* TASK LIST:
(a) Rewrite the part of the directors' report text that begins at the words "CONTRACTS AND ARRANGEMENTS" and stops after "Company at large.", putting "normal course of business" in place of "ordinary course of business".
(b) Write the next part of the directors' report text, picking up after its last sentence.

* TEXT FOR ANALYSIS:
[Start of section]
The performance of non-independent directors, Board as a whole and of the Chairman was evaluated in a separate meeting of Independent Directors after taking into account the views of executive directors and non-executive directors.

PARTICULARS OF LOANS GIVEN, INVESTMENT MADE, GUARANTEE GIVEN AND SECURITIES PROVIDED

The particulars of the loans given, investment made, guarantee given, securities provided is mentioned in Standalone financial statements (please refer Note no. 32 and 36(b) of standalone financial statements.

CONTRACTS AND ARRANGEMENTS WITH RELATED PARTIES

All the contract(s)/arrangement(s)/transaction(s) entered by the Company during the financial year with related parties were in the ordinary course of business and on arm's length basis. There is no materially significant related party transactions entered into by the Company with its Promoters, Directors, Key Managerial Personnel or other Related Parties, which may have a potential conflict with the interest of the Company at large.

All related party transactions are placed before the Audit Committee for its approval. Prior omnibus approval of the Audit Committee is obtained for the transactions, which are repetitive in nature. A statement giving details of all related party transactions is placed before the Audit Committee and the Board of Directors for their approval on a quarterly basis.

Your Directors draw the attention of the members to Note No.32 of the Financial Statements which sets out related party disclosures under Indian Accounting Standards (IND AS).

Further, the disclosure as required under section 134(3)(h) of the Companies Act, 2013 in Form AOC-2 annexed to this report.
[End of section]
* DATA EXTRACTS:
[Start of section]
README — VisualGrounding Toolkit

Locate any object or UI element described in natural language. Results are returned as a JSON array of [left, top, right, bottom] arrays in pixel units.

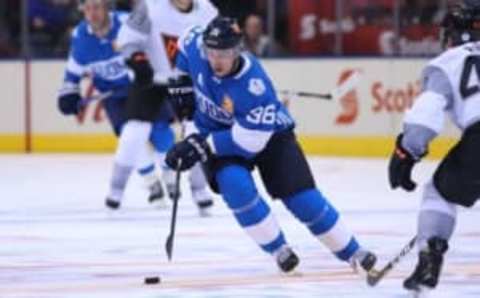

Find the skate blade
[[278, 269, 304, 277]]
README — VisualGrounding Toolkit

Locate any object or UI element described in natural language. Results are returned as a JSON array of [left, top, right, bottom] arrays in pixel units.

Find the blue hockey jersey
[[61, 12, 130, 97], [176, 27, 295, 158]]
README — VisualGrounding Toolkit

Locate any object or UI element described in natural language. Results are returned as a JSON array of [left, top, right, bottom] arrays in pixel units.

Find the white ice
[[0, 155, 480, 298]]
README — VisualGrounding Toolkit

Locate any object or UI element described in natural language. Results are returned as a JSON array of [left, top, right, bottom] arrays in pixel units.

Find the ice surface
[[0, 155, 480, 298]]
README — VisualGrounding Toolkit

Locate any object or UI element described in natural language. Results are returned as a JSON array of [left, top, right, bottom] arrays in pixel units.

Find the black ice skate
[[403, 237, 448, 291], [350, 249, 377, 275], [275, 246, 300, 273], [192, 188, 213, 217]]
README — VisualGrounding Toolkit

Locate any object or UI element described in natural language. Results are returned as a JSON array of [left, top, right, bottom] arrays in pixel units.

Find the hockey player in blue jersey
[[58, 0, 174, 209], [167, 17, 376, 272]]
[End of section]
* RESULTS OF THE TASKS:
(a)
CONTRACTS AND ARRANGEMENTS WITH RELATED PARTIES

All the contract(s)/arrangement(s)/transaction(s) entered by the Company during the financial year with related parties were in the normal course of business and on arm's length basis. There is no materially significant related party transactions entered into by the Company with its Promoters, Directors, Key Managerial Personnel or other Related Parties, which may have a potential conflict with the interest of the Company at large.

(b)
The Policy on Related Party transactions may be accessed on the Company's website at the link https://www. emmsons.com/files/policies-and-programmes/related-party-transaction-policy.pdf.

Your Directors draw attention of the Members to the Note No. 32 to the standalone financial statements which set out the related party disclosures.

CORPORATE SOCIAL RESPONSIBILITY (CSR)

As the Company is not having any distributable profits and revenue from last three financial years, hence provisions of Section 135 of the Companies Act, 2013, with respect to Corporate Social Responsibility are not applicable to the Company.

AUDIT COMMITTEE

The details pertaining to the composition of the Audit committee are included in the Corporate Governance Report which is part of this report.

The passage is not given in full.